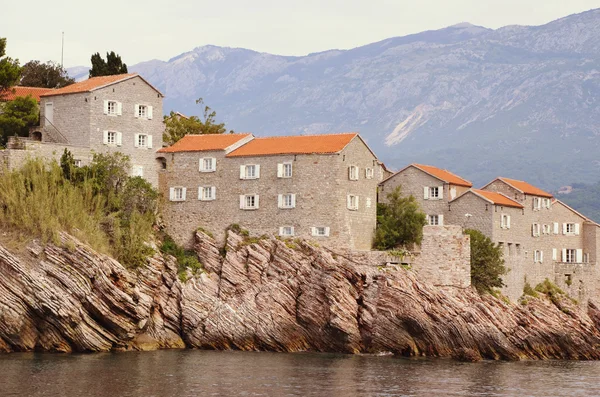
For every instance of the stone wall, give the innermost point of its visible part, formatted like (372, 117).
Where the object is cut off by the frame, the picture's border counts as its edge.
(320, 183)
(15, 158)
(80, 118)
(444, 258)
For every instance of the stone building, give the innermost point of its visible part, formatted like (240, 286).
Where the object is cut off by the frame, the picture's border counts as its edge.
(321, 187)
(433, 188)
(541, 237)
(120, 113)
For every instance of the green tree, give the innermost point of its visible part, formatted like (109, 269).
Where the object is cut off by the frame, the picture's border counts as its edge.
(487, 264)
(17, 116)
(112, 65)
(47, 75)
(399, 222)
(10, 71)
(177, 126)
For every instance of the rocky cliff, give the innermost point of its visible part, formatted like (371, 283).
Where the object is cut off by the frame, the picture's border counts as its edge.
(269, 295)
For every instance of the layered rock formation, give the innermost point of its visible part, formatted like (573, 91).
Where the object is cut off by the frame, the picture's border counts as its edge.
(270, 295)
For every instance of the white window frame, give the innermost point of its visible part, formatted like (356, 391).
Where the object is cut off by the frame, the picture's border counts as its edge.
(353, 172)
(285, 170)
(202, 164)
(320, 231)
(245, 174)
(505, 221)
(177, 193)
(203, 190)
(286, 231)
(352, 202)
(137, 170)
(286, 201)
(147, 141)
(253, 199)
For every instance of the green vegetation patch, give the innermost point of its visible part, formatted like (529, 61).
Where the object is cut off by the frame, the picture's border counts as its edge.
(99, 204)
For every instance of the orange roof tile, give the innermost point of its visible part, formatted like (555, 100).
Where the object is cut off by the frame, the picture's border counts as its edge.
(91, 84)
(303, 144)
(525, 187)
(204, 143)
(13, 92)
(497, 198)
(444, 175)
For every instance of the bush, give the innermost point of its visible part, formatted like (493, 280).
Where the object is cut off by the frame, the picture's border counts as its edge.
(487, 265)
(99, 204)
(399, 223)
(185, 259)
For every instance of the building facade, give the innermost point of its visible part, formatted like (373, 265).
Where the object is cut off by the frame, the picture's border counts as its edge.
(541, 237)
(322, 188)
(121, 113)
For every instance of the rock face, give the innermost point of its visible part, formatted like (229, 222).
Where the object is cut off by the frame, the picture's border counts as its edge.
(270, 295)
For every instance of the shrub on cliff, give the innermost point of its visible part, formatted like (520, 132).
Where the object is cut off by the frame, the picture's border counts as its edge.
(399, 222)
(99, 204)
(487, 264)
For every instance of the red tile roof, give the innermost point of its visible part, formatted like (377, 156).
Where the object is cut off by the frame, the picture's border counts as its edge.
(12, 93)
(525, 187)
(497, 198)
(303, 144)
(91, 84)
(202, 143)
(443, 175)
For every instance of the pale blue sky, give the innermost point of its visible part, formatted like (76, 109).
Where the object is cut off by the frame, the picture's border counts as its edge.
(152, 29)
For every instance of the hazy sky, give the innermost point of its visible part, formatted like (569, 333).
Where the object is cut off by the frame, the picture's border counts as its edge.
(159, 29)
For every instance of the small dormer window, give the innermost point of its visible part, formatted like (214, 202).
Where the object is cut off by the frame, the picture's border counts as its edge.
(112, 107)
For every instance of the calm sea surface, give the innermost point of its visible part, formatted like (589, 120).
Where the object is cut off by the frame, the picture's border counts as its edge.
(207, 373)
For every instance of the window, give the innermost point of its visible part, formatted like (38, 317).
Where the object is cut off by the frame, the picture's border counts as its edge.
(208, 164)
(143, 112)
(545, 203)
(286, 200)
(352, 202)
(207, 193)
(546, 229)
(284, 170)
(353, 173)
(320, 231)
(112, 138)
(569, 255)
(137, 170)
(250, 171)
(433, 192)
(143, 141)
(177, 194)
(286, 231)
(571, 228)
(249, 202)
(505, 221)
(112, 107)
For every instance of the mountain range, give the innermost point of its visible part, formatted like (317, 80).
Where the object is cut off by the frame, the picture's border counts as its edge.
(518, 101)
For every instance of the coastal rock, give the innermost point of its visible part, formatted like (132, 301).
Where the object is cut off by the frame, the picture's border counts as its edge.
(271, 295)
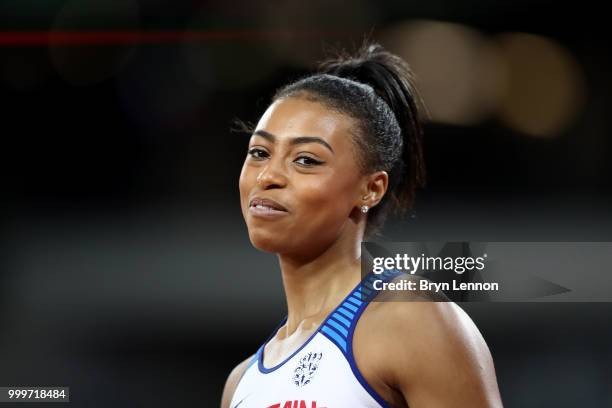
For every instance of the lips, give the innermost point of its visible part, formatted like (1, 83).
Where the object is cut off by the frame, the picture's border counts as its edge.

□ □ □ □ □ □ □

How to complete this task — Copy out all lines above that include the string "roof".

Task response —
For every instance of the orange roof tile, give the innermost point of its visible part, formatted like (555, 100).
For every instance of the red tile roof, give the innermost point of its visible part, formatted like (377, 156).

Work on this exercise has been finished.